Aim →
Render every line of the entries below as a JSON list of strings, with one string per line and blank lines left out.

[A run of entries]
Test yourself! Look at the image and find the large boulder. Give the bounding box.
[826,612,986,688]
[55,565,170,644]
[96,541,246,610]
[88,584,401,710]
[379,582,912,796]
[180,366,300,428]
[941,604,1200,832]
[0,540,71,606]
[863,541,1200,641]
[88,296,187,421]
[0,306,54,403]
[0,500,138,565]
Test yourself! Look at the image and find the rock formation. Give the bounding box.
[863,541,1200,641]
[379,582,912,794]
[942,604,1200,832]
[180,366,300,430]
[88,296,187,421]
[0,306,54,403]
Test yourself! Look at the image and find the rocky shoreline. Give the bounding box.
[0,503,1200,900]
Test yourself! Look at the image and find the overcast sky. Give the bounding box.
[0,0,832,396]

Reply →
[
  "Test yourself! Look at the image and find the large boulder. Give the bounding box.",
  "[826,612,986,688]",
  "[55,565,170,644]",
  "[96,541,246,610]",
  "[88,584,401,710]",
  "[379,582,912,796]",
  "[180,366,300,428]",
  "[941,604,1200,832]",
  "[0,540,71,606]",
  "[863,541,1200,641]",
  "[88,296,187,421]",
  "[0,306,54,403]",
  "[0,500,138,565]",
  "Test yourself! Look at the image and find the rock formation. Give the bounding box.",
  "[863,541,1200,641]",
  "[379,582,912,794]",
  "[942,604,1200,832]",
  "[180,366,300,430]",
  "[88,296,187,421]",
  "[0,306,54,403]",
  "Test yourself! Look at the image and find the rocky shoreline. Give the bounding box.",
  "[0,503,1200,900]",
  "Test yourself! Look at the image and find the overcast sky. Give the bounding box.",
  "[0,0,832,396]"
]